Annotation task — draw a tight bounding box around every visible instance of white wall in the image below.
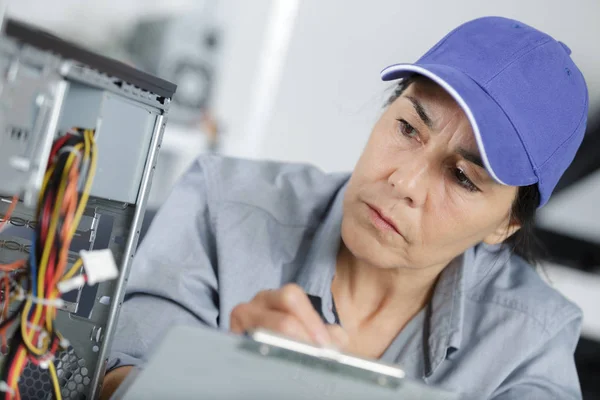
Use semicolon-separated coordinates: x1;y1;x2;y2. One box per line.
218;0;600;170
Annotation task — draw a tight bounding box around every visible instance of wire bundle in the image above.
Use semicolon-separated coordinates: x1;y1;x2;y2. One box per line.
0;129;97;400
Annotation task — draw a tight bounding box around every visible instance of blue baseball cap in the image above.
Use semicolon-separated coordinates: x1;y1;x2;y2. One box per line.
381;17;588;207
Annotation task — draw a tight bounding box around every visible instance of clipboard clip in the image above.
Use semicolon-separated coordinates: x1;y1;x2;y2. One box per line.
242;329;406;389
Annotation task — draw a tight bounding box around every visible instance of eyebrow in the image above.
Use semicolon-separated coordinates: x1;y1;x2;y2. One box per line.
456;147;486;169
405;96;433;129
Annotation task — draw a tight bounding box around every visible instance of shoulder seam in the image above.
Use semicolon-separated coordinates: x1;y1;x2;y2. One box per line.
222;199;319;228
465;293;551;336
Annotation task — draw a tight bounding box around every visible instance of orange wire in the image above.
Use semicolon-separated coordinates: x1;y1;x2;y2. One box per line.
2;274;10;319
0;195;19;229
0;260;26;272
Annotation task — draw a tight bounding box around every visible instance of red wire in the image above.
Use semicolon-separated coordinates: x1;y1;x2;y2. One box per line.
41;193;54;242
48;134;73;167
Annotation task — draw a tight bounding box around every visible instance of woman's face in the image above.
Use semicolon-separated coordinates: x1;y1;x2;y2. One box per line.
342;79;518;268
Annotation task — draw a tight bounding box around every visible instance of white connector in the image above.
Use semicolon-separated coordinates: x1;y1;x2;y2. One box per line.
79;249;119;285
56;275;85;293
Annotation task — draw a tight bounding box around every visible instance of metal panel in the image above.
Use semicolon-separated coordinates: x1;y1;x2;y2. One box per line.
60;83;157;204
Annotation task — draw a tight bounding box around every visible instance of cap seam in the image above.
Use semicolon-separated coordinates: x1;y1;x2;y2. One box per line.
484;37;553;85
539;98;588;173
463;71;540;183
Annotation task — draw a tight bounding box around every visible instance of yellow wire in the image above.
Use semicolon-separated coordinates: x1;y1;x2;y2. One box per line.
21;130;97;368
21;143;83;355
69;130;98;237
8;347;27;392
48;362;62;400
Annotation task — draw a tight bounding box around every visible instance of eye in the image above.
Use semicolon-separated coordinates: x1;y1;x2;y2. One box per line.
454;168;479;192
397;119;419;139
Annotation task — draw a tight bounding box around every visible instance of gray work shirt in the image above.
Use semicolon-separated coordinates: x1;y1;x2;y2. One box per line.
108;156;582;400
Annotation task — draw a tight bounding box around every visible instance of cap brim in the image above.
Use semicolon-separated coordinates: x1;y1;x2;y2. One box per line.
381;64;538;190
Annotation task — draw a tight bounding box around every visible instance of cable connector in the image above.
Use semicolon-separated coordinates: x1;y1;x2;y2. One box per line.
79;249;119;285
59;338;71;349
40;355;54;369
56;275;85;293
0;381;15;396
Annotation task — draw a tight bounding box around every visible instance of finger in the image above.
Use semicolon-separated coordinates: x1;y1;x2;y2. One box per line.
327;324;350;350
260;284;331;346
230;303;314;343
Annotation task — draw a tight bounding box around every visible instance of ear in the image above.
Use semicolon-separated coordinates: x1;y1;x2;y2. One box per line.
483;217;521;244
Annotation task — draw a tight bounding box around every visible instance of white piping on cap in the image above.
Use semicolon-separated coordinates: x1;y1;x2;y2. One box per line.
381;64;508;185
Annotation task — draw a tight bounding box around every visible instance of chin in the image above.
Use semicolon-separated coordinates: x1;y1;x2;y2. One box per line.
341;217;404;269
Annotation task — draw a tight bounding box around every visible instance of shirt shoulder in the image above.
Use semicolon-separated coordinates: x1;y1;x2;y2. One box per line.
467;245;582;337
196;155;350;225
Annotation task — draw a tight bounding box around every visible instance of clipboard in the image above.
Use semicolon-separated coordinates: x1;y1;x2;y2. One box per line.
119;326;458;400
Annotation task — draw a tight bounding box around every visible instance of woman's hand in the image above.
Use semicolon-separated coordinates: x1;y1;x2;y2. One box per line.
230;284;348;350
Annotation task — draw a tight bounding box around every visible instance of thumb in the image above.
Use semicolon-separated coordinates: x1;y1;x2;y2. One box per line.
327;324;350;350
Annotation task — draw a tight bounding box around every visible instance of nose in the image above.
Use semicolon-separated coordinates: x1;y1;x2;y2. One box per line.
388;162;429;207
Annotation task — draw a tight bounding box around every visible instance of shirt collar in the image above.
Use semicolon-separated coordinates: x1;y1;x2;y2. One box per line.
296;182;347;299
423;250;473;378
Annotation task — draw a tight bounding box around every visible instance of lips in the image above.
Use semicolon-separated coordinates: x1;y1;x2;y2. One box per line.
367;203;402;236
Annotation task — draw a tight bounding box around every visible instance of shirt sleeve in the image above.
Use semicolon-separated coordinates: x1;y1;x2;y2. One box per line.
107;158;219;371
492;310;582;400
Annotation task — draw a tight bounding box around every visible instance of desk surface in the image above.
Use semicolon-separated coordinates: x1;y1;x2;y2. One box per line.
124;327;456;400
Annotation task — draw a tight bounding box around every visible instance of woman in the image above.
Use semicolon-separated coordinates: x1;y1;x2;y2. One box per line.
105;18;587;400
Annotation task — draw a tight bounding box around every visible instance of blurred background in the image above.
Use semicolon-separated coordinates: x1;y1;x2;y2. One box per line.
8;0;600;399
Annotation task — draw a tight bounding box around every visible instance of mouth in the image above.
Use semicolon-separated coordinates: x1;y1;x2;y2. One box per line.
367;203;402;236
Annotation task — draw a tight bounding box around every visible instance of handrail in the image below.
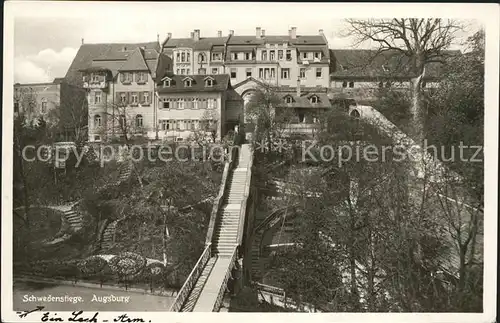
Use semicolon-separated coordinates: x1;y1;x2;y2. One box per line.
237;147;253;246
170;244;211;312
212;246;238;312
205;139;237;245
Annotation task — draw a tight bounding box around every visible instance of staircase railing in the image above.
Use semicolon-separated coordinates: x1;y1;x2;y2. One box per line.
170;243;212;312
237;148;253;246
212;246;238;312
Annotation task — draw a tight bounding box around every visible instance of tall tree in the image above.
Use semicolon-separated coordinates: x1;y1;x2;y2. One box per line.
346;18;462;143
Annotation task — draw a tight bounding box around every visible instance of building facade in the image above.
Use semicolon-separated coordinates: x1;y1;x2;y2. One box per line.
157;74;243;141
75;43;159;142
162;27;330;87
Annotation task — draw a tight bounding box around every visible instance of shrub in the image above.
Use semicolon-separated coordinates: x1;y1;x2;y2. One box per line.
109;252;146;277
79;256;108;276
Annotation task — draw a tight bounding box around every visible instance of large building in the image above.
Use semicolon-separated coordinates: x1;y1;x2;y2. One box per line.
66;42;159;141
162;27;330;87
58;27;458;141
157;74;243;141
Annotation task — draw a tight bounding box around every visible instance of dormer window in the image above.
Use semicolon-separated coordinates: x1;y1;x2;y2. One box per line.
92;73;99;83
183;76;193;87
161;77;172;87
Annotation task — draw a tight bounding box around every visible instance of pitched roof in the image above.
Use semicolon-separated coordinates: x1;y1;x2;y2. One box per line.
119;48;149;71
158;74;231;94
65;42;159;85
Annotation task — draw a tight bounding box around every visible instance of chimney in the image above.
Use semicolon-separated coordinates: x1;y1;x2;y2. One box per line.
255;27;261;39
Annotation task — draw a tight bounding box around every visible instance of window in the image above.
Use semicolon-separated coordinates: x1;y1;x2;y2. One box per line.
94;91;101;105
278;49;283;61
207;99;217;109
281;68;290;80
131;93;139;105
94;114;101;128
198;53;207;63
135;114;143;128
41;101;47;113
118;114;126;129
212;53;222;61
299;68;306;79
271;68;276;79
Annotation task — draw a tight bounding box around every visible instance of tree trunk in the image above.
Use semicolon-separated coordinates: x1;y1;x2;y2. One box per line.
410;58;426;146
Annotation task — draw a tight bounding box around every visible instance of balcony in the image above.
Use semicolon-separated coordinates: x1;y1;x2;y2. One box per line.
83;81;108;89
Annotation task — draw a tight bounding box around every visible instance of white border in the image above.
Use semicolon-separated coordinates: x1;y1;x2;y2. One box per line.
1;1;500;323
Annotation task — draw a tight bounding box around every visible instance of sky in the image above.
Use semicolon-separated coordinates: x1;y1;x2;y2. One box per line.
7;2;479;83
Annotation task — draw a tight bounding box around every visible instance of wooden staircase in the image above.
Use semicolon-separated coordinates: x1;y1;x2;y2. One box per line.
181;256;217;312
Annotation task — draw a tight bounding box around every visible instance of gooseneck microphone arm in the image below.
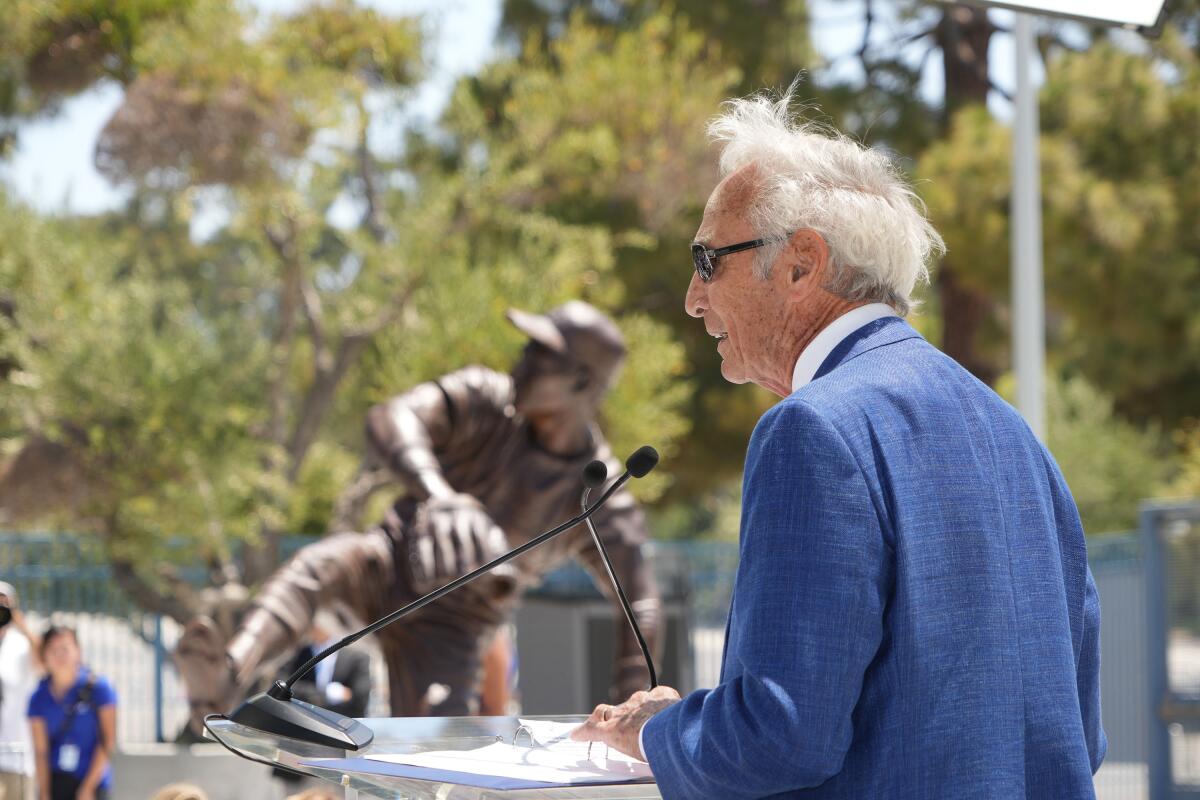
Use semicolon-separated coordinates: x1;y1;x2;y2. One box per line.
280;469;640;699
580;461;659;688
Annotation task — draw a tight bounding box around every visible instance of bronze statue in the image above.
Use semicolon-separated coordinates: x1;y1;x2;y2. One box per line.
175;301;659;730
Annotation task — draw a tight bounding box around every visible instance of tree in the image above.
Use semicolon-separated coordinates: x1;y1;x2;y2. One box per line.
918;30;1200;428
0;0;708;618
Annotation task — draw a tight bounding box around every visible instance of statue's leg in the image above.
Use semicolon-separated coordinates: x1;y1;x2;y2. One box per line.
379;579;515;716
175;529;396;732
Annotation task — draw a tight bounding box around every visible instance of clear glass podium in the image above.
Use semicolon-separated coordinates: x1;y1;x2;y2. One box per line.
206;715;662;800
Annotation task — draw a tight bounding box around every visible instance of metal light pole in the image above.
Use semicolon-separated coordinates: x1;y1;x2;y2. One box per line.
1012;13;1046;440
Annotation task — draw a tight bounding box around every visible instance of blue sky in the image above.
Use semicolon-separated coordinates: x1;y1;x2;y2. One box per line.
0;0;1040;213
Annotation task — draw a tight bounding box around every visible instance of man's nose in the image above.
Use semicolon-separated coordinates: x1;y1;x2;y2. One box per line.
683;272;708;318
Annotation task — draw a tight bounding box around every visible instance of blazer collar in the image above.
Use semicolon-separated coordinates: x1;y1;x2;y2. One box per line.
812;317;922;380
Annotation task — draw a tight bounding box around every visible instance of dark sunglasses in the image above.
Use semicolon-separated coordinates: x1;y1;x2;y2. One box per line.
691;234;791;283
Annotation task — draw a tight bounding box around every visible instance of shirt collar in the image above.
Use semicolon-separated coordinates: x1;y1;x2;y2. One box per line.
792;302;898;392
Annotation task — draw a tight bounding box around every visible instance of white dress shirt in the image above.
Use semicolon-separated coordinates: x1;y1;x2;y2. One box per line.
792;302;896;392
637;302;898;760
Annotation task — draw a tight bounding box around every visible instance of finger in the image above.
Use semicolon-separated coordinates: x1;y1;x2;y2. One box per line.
588;703;613;723
484;519;509;557
455;510;484;573
412;534;436;587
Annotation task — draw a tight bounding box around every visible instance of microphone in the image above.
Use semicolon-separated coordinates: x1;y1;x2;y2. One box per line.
217;447;659;750
580;445;659;688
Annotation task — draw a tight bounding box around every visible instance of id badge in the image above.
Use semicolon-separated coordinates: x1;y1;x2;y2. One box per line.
59;745;79;772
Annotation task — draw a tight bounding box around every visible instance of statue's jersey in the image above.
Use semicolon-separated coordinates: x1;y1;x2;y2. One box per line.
382;366;646;585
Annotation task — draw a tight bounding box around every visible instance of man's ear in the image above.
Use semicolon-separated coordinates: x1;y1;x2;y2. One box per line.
780;228;829;297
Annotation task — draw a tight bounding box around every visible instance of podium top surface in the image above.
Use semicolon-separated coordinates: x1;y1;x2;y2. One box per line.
208;715;661;800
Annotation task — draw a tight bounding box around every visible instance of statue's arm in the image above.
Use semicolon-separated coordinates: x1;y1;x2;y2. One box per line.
366;381;454;500
576;498;661;702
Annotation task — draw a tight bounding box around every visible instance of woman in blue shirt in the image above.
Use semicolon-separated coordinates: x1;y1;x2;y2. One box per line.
29;627;116;800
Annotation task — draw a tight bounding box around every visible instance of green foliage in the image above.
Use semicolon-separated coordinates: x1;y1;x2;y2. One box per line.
998;373;1177;534
0;0;705;606
0;190;271;564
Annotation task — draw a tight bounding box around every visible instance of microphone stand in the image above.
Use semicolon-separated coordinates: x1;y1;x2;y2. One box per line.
204;455;658;750
580;474;659;688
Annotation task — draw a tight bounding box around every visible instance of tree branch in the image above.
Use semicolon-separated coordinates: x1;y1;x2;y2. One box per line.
109;554;199;625
358;100;388;242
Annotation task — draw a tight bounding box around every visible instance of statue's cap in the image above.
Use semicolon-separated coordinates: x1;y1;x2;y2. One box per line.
506;300;625;373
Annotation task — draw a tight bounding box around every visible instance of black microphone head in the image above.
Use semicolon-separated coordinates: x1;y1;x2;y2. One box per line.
583;461;608;489
625;445;659;477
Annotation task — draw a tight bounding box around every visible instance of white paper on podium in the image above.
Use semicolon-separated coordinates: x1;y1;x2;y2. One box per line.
365;720;654;786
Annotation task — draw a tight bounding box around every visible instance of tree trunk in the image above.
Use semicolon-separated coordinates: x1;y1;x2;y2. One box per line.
934;5;1000;385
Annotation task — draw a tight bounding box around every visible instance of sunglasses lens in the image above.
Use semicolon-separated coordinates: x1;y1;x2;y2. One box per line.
691;245;713;283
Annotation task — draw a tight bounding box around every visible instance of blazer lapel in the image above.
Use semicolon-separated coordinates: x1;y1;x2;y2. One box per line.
812;317;922;380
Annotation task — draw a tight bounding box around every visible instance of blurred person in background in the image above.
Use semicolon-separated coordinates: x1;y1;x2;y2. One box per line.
280;608;371;717
288;789;342;800
479;625;517;717
0;581;42;800
574;86;1108;800
272;608;371;789
175;301;659;733
29;626;116;800
150;783;209;800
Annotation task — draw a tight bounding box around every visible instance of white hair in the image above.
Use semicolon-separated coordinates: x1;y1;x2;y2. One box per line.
708;83;946;314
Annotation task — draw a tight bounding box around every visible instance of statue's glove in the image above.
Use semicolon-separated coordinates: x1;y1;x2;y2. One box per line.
408;493;508;594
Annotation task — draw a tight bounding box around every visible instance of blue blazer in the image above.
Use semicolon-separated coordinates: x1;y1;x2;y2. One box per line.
643;318;1106;800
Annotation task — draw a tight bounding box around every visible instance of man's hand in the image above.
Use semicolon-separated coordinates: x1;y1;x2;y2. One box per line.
174;616;239;734
571;686;680;760
408;493;508;593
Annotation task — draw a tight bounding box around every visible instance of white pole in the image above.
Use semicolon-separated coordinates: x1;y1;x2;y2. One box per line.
1012;13;1046;441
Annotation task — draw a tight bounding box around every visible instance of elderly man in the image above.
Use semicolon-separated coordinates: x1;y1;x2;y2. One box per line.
575;90;1106;800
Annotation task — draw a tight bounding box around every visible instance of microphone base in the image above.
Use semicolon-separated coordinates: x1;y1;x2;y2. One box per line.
229;692;374;750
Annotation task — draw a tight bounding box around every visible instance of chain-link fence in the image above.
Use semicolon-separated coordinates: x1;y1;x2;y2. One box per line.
0;513;1200;800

__________________________________________________

Aim of the task:
Print the lines exactly as they are, from the line with "cable connector in the image above." to the line with "230;303;314;343", including both of those lines.

Written solution:
Annotation task — draw a tight bounding box around every visible instance of cable connector in the image above.
Use semicolon-separated coordinates: x1;y1;x2;y2. One box per line.
79;249;119;285
59;338;71;349
40;355;54;369
56;275;85;293
0;381;15;396
Annotation task — draw a tight bounding box around every visible instance of finger in the image above.
Use semicolon-separated coordinates: x1;y1;x2;y2. One box per line.
327;324;350;350
260;284;331;346
230;303;314;343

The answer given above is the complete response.